Prompt:
Set each entry down verbatim, omitting images.

Records shown:
►

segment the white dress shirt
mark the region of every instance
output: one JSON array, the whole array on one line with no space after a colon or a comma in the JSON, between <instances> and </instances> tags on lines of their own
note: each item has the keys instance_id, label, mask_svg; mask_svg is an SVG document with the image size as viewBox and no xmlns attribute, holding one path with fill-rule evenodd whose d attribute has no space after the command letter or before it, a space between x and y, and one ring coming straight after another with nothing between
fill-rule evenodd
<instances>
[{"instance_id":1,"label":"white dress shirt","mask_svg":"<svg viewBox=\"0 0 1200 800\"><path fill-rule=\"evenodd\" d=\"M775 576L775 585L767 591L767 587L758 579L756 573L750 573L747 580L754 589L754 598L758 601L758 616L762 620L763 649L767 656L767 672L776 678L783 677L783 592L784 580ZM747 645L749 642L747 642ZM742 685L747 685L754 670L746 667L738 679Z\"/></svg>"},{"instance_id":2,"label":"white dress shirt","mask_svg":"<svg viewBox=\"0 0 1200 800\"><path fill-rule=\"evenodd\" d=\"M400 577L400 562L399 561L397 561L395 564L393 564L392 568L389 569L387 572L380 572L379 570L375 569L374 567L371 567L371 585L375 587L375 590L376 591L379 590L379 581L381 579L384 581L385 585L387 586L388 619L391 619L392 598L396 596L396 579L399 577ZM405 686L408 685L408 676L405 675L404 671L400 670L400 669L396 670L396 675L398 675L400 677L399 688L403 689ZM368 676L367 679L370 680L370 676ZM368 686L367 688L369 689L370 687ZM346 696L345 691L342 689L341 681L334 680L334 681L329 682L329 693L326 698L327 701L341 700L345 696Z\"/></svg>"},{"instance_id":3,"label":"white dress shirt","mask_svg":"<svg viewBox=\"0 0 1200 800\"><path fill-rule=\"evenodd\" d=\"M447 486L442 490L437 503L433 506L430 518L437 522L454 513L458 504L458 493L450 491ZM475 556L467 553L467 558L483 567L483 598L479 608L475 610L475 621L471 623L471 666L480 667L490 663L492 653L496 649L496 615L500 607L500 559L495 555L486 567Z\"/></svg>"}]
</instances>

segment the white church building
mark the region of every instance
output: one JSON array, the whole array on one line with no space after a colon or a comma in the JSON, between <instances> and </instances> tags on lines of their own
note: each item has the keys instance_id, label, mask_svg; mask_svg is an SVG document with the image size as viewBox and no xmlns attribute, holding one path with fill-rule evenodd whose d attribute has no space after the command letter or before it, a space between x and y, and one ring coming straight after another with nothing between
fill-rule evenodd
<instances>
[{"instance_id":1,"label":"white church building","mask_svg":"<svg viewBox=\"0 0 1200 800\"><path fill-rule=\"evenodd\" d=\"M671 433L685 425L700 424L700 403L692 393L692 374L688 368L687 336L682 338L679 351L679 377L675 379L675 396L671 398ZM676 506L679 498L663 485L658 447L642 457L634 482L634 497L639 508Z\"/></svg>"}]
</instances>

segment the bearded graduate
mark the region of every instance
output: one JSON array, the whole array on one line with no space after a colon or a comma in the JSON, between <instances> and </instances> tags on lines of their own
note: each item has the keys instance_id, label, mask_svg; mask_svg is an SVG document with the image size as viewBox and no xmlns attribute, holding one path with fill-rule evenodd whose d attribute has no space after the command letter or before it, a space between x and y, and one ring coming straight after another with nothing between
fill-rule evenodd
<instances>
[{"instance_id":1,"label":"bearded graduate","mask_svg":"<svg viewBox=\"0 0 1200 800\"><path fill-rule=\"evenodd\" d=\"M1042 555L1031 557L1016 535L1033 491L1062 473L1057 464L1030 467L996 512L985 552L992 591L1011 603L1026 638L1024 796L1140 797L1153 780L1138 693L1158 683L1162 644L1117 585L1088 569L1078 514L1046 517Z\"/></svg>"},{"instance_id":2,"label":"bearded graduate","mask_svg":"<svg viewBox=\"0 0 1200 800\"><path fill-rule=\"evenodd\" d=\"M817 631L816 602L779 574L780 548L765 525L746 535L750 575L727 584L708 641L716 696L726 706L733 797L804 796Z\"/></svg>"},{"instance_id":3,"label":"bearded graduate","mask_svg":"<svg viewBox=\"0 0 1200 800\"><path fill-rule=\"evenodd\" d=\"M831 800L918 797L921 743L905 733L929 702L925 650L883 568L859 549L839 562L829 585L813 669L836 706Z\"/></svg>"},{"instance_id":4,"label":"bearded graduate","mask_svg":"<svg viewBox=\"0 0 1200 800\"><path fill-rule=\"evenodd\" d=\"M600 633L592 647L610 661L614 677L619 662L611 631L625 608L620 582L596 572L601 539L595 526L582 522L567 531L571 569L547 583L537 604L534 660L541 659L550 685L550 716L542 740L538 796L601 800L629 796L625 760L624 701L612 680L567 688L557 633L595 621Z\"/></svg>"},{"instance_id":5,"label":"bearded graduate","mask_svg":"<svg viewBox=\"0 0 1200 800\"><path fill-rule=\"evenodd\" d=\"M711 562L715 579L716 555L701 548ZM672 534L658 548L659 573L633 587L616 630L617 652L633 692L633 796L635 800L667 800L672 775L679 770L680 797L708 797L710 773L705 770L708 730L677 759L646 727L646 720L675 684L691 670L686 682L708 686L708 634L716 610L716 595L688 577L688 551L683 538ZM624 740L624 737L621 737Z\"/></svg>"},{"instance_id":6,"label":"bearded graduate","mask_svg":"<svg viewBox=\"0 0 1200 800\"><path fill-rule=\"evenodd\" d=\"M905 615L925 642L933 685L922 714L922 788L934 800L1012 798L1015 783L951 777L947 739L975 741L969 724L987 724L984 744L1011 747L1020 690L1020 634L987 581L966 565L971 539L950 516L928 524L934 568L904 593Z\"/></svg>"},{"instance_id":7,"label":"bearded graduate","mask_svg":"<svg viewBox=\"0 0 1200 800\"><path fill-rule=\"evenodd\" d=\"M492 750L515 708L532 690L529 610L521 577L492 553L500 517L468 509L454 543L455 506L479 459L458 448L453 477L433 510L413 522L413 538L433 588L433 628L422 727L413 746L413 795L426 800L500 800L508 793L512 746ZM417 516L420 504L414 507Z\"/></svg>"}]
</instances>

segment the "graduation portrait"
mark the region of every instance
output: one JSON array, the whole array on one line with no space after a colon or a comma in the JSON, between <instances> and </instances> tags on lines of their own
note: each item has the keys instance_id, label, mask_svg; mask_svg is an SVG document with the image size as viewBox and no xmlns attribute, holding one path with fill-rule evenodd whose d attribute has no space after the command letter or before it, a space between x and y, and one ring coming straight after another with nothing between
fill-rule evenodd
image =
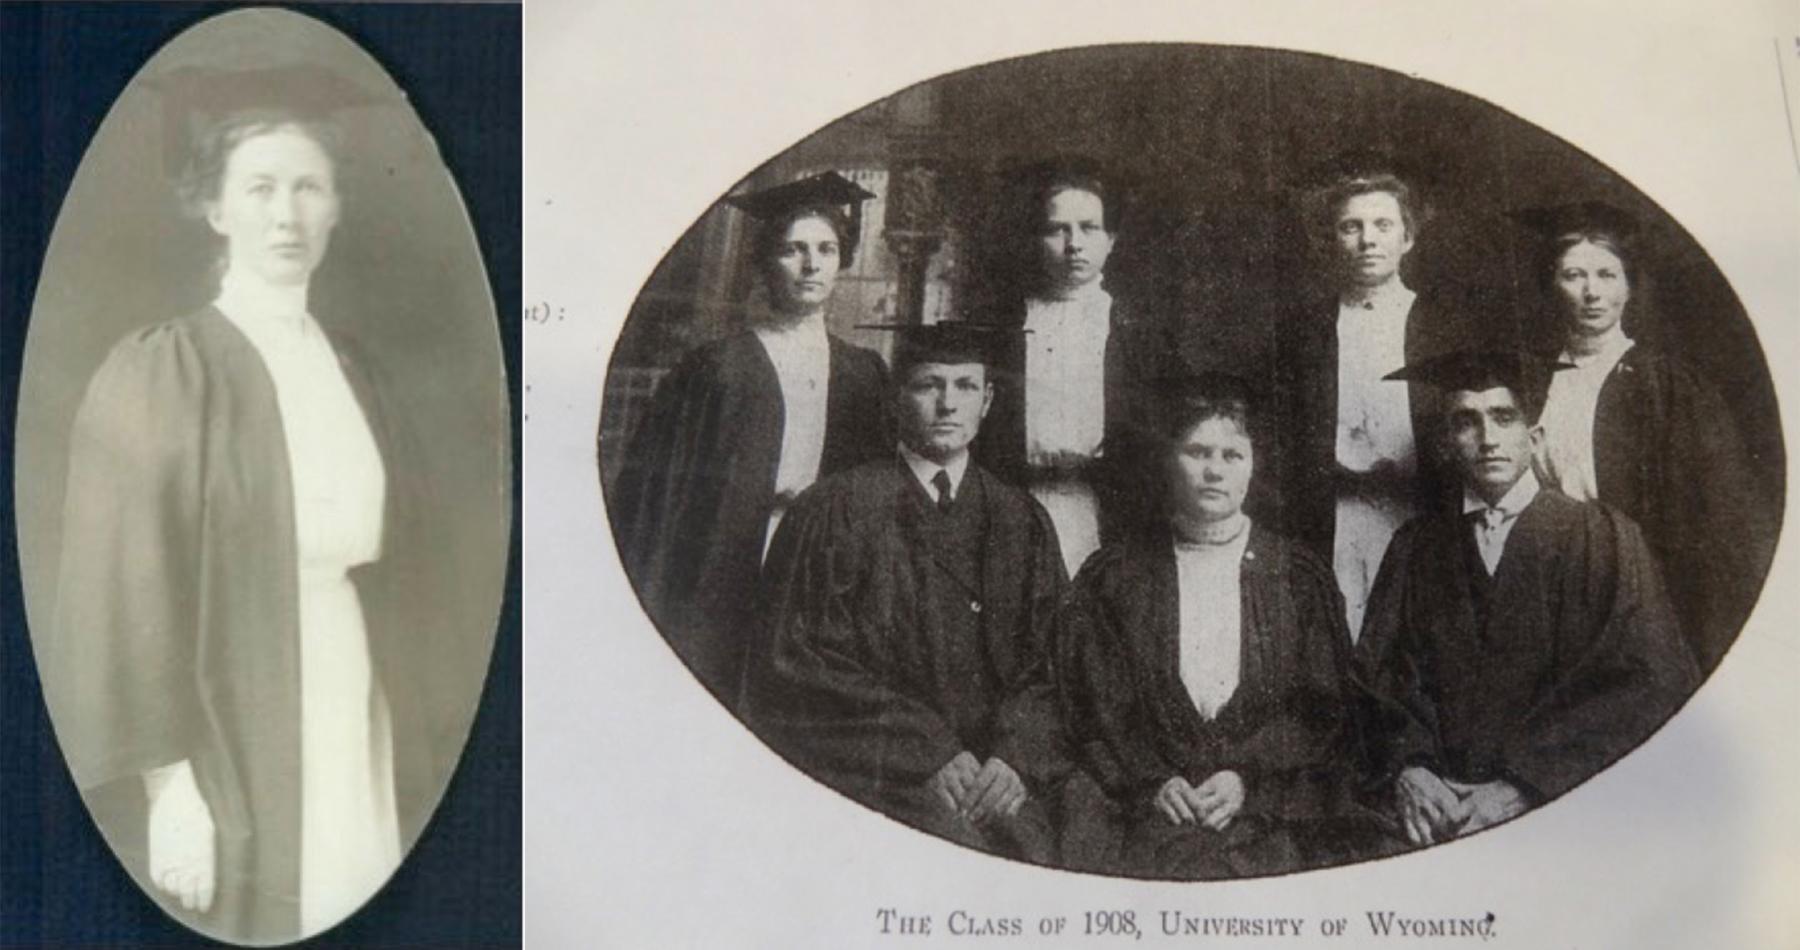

◄

Response:
segment the white dress shirt
mark the region of every instance
output: one JSON array, the whole array on one line with no space after a colon or a comma in the JSON, between <instances> and </instances> tags on lines of their own
note: each item has the keys instance_id, label, mask_svg; mask_svg is an SVG document with the image size as viewBox and no xmlns attribute, holding one path with fill-rule evenodd whose d attribute has no space after the command letter or before it, a space between x and y, and one ring coming straight after another with nothing between
fill-rule evenodd
<instances>
[{"instance_id":1,"label":"white dress shirt","mask_svg":"<svg viewBox=\"0 0 1200 800\"><path fill-rule=\"evenodd\" d=\"M775 576L775 585L767 591L767 587L758 579L756 573L750 573L747 580L754 589L754 598L758 601L758 616L762 620L763 649L767 656L767 672L776 678L783 677L783 592L784 580ZM747 645L749 642L747 642ZM742 685L747 685L754 670L746 667L738 679Z\"/></svg>"},{"instance_id":2,"label":"white dress shirt","mask_svg":"<svg viewBox=\"0 0 1200 800\"><path fill-rule=\"evenodd\" d=\"M400 577L400 562L399 561L397 561L395 564L393 564L392 568L389 569L387 572L380 572L379 570L375 569L374 567L371 567L371 585L375 587L375 590L376 591L379 590L379 581L381 579L384 581L385 585L387 586L388 619L391 619L392 598L396 596L396 579L399 577ZM405 686L408 685L408 676L405 675L404 671L400 670L400 669L396 670L396 675L398 675L400 677L399 688L403 689ZM368 676L367 679L370 680L370 676ZM368 686L367 688L369 689L370 687ZM346 696L345 691L342 689L341 681L334 680L334 681L329 682L329 693L326 698L327 701L341 700L345 696Z\"/></svg>"},{"instance_id":3,"label":"white dress shirt","mask_svg":"<svg viewBox=\"0 0 1200 800\"><path fill-rule=\"evenodd\" d=\"M447 486L442 490L437 503L433 506L430 518L437 522L454 513L458 504L458 493L450 491ZM475 556L467 553L467 558L483 567L483 598L479 608L475 610L475 621L471 623L471 666L480 667L490 663L492 653L496 649L496 615L500 607L500 559L495 555L486 567Z\"/></svg>"}]
</instances>

segment the white church building
mark the region of every instance
output: one JSON array, the whole array on one line with no space after a colon or a comma in the JSON, between <instances> and </instances> tags on lines of their own
note: each item has the keys instance_id, label, mask_svg; mask_svg is an SVG document with the image size as viewBox and no xmlns attribute, holding one path with fill-rule evenodd whose d attribute has no space after the command letter or before it, a space between x and y, and one ring coming straight after another with nothing between
fill-rule evenodd
<instances>
[{"instance_id":1,"label":"white church building","mask_svg":"<svg viewBox=\"0 0 1200 800\"><path fill-rule=\"evenodd\" d=\"M671 433L685 425L700 424L700 403L692 393L692 374L688 368L687 336L682 338L679 351L679 377L675 379L675 396L671 398ZM676 506L679 498L663 485L658 447L642 457L634 482L634 497L639 508Z\"/></svg>"}]
</instances>

segment the bearded graduate
mark the region of every instance
output: one JSON array, the whole array on one line with no space after a colon or a comma in the JSON, between <instances> and </instances> tags on lines of their own
note: each item has the keys instance_id, label, mask_svg; mask_svg is an SVG document with the image size as viewBox and no xmlns attribute, holding one path with fill-rule evenodd whose d attribute has no space after the command letter or before it, a space between x and y, and one ring coming straight after another with nothing between
fill-rule evenodd
<instances>
[{"instance_id":1,"label":"bearded graduate","mask_svg":"<svg viewBox=\"0 0 1200 800\"><path fill-rule=\"evenodd\" d=\"M1042 555L1031 557L1016 535L1033 491L1062 473L1057 464L1030 467L996 512L985 552L992 591L1011 603L1026 638L1024 796L1140 797L1153 780L1138 693L1158 683L1162 644L1117 585L1088 569L1078 514L1046 517Z\"/></svg>"},{"instance_id":2,"label":"bearded graduate","mask_svg":"<svg viewBox=\"0 0 1200 800\"><path fill-rule=\"evenodd\" d=\"M817 631L816 602L779 574L780 548L765 525L746 535L750 575L727 584L708 641L716 696L726 706L733 797L804 796Z\"/></svg>"},{"instance_id":3,"label":"bearded graduate","mask_svg":"<svg viewBox=\"0 0 1200 800\"><path fill-rule=\"evenodd\" d=\"M831 800L918 797L921 743L905 733L929 702L925 650L883 568L859 549L839 562L829 585L813 669L836 706Z\"/></svg>"},{"instance_id":4,"label":"bearded graduate","mask_svg":"<svg viewBox=\"0 0 1200 800\"><path fill-rule=\"evenodd\" d=\"M600 633L592 647L610 661L614 677L619 662L611 631L625 608L620 582L596 572L601 539L595 526L582 522L567 531L571 569L547 583L537 604L534 660L541 659L550 685L550 716L542 740L538 796L601 800L629 796L625 760L624 701L612 680L567 688L557 633L595 621Z\"/></svg>"},{"instance_id":5,"label":"bearded graduate","mask_svg":"<svg viewBox=\"0 0 1200 800\"><path fill-rule=\"evenodd\" d=\"M711 562L715 579L716 555L701 548ZM672 534L658 548L659 573L633 587L616 630L617 652L633 692L633 796L635 800L667 800L672 775L679 770L680 797L708 797L710 773L705 770L708 730L677 759L646 727L646 720L675 684L691 670L686 682L708 686L708 634L716 610L716 595L688 577L688 551L683 538ZM624 740L624 737L621 737Z\"/></svg>"},{"instance_id":6,"label":"bearded graduate","mask_svg":"<svg viewBox=\"0 0 1200 800\"><path fill-rule=\"evenodd\" d=\"M905 615L925 642L933 685L922 714L922 788L934 800L1012 798L1015 783L951 777L947 739L975 741L969 724L987 724L984 744L1011 747L1020 690L1020 634L987 581L966 565L971 539L950 516L928 524L934 568L904 593Z\"/></svg>"},{"instance_id":7,"label":"bearded graduate","mask_svg":"<svg viewBox=\"0 0 1200 800\"><path fill-rule=\"evenodd\" d=\"M492 750L515 708L532 690L529 610L521 577L492 553L500 517L468 509L454 543L455 506L479 459L458 448L453 477L433 510L413 522L413 538L433 588L433 628L422 727L413 746L413 795L426 800L500 800L508 793L512 746ZM417 516L420 504L414 507Z\"/></svg>"}]
</instances>

segment the "graduation portrait"
mark the region of every instance
output: one JSON array, the whole array on one line with no space after a colon or a comma in the JSON, between <instances> and </instances> tags on lines of their own
note: each item has the keys instance_id, label, mask_svg; mask_svg is an SVG document with the image size as viewBox and no xmlns attribute, holding one path with fill-rule evenodd whose d attribute has no space after the command letter or before it, a space between x and y, and one ring coming straight after another with nothing between
fill-rule evenodd
image =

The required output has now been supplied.